» **Extracto del documento**
La historia de la evolución intelectual es la historia de la desilusión. Las estrellas, ahora lo sabemos, no son escotillas, sino mundos. Arden porque son fuego. Arden y dan vueltas obedeciendo a sus propias inercias inmutables, igual que la Tierra. Ardían y giraban cuando las materias elementales de la Tierra se mezclaron indistintamente con los gases del Sol, y arderán y girarán cuando el último habitante de este terrón se haya disuelto en átomos eternos. La Tierra no es la capital del cosmos ni el objeto de la preocupación celestial. La Tierra es un sátrapa del Sol —un subordinado entre sirvientes, y no un soberano con un séquito de estrellas. La Tierra y su contenido no fueron hechos para el hombre. No fueron hechos en absoluto. Han evolucionado. Se han ahuecado las fosas del mar, se han levantado las montañas y se han plantado y poblado los continentes a través de las mismas propensiones que rigen todo el universo. Las materias primas de la Tierra salieron de las sustancias del Sol, y la combinación y actividad de estos elementos y sus derivados produjeron todas las formas multitudinarias, los fluidos, las plantas, los animales y la sociedad. Las flores que «se ruborizan sin que nadie las mire» no necesariamente «desperdician su dulzura en el aire del desierto» [7], como tan melodiosamente lo imagina el poeta. Los colores y aromas de las flores sirven a su propósito —que no es otro que asegurarse el servicio de los insectos en la fertilización— tanto si son percibidos por los sentidos humanos como si no. Las razas no humanas no fueron hechas para los humanos. Han evolucionado —las formas superiores a partir de las inferiores, y éstas a partir de otras más inferiores aún—, del mismo modo que las sociedades superiores de los hombres han evolucionado, desde una perspectiva histórica, a partir de la barbarie y el salvajismo. Son nuestros antepasados. Han hecho posible la vida y la civilización humana. Hicieron sus hogares en aquellas parcelas de tierra primigenias de cuando los continentes sobre los que nos arrastramos dormían en el mar. Vivieron y amaron y sufrieron y murieron para que un ser lo suficientemente inteligente como para analizarse a sí mismo, y lo suficientemente ocioso como para recolectar los huesos de aquellos, acabara apareciendo en el planeta.

» **Lista de tareas**
#1 Reduce a una lista breve el párrafo del extracto que empieza con «La historia de la evolución intelectual», sin perder sus hechos principales.
#2 Retoma el extracto sobre la evolución de la Tierra y de las razas no humanas y continúalo a partir de su última oración.

» **Listado**
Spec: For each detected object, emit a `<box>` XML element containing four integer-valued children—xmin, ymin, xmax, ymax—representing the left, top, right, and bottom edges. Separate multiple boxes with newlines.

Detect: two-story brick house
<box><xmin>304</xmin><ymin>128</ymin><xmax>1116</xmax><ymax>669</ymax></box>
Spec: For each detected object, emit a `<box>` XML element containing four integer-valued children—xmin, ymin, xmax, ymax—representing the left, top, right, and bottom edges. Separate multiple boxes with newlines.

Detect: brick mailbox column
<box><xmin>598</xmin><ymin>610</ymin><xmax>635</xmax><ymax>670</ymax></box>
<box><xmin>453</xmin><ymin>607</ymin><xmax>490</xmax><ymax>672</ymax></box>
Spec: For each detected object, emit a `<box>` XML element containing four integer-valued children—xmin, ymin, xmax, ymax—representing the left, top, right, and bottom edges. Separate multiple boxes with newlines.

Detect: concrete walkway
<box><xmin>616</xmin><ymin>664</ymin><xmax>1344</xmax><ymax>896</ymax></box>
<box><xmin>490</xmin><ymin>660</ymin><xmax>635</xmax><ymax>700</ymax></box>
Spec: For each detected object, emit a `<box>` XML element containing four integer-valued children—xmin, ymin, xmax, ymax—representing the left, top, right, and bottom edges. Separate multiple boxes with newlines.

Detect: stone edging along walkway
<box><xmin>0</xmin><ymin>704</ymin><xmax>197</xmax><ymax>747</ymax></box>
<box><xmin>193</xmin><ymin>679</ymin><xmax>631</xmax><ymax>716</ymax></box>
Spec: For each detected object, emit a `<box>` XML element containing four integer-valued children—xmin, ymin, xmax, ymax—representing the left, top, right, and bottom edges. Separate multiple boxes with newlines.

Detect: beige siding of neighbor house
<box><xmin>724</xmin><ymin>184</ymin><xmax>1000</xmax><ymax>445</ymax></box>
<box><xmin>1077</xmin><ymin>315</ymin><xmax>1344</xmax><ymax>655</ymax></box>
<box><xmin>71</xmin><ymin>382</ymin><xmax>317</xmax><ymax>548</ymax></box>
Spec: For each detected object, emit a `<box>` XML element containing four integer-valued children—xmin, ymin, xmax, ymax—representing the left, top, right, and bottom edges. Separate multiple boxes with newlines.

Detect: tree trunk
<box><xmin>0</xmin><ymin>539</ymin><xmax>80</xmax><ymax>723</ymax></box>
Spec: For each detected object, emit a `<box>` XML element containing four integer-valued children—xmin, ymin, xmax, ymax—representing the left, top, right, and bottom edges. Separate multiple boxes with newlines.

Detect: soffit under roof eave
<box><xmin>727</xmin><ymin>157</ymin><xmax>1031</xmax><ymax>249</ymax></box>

» **Respuestas**
#1
- La historia de la evolución intelectual es la historia de la desilusión.
- Las estrellas no son escotillas, sino mundos. Arden y giran por sus propias inercias, igual que la Tierra, desde antes de que la Tierra se formara y hasta después de que desaparezca su último habitante.
- La Tierra no es la capital del cosmos. Es un subordinado del Sol.
- La Tierra y su contenido no fueron hechos para el hombre. Evolucionaron por las mismas propensiones que rigen todo el universo.
- Las materias primas de la Tierra salieron del Sol. Sus combinaciones produjeron fluidos, plantas, animales y sociedad.
- Los colores y aromas de las flores sirven para asegurarse el servicio de los insectos en la fertilización, los perciban o no los sentidos humanos.
- Las razas no humanas no fueron hechas para los humanos. Evolucionaron de formas inferiores, igual que las sociedades humanas desde la barbarie.
- Son nuestros antepasados e hicieron posible la vida y la civilización humana.

#2
Se supone que hay algo así como un millón (quizá varios millones) de especies habitantes en la Tierra. La humana es una de ellas. Sólo poco más de algunas miles de esas especies son significativamente ventajosas para el hombre. Las especies que le son dañinas o inútiles son muchísimo más numerosas. Así pues, si las 999.999 especies no humanas que existen hubieran sido hechas para el hombre, ¿por qué fueron hechas cientos de miles de ellas sin relevancia posible para los humanos y otras tantas incluso perniciosas? Y aun en el caso de que en un arrebato milagroso de la imaginación se concibiera que las 999.999 especies que ahora viven hubieran sido hechas para el hombre, ¿cómo se explicarían los 10 o 15 millones de especies que vivieron y murieron antes de que existiera el ser humano? El tradicionista tal vez diga —acostumbrado como está a tratar los silogismos con desdén— que fueron hecho para fortalecer la «fe» de los humanos.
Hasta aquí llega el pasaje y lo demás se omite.